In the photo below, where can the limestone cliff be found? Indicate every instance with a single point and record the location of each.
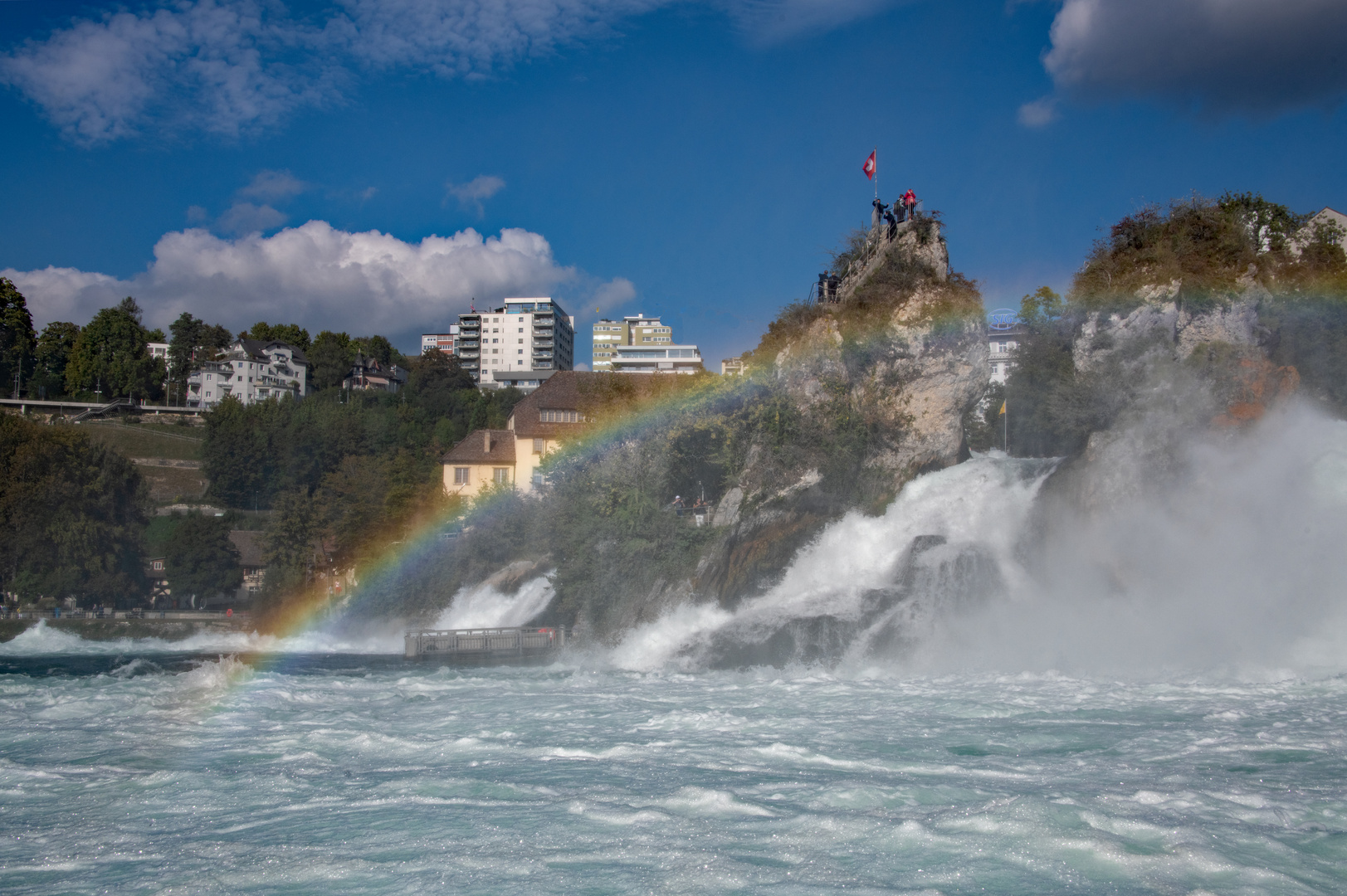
(904, 356)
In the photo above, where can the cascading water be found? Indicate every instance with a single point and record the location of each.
(128, 767)
(868, 584)
(1227, 558)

• [WHAT TO DO]:
Copy out exactly the line that holds "In the photo above, where" and all remaining lines of the listing, both the first and the last included.

• [RESPONSE AREA]:
In the photo above, where can the cascading water be found? Indicate every instance with a single point and record the location of each.
(128, 767)
(868, 584)
(1227, 558)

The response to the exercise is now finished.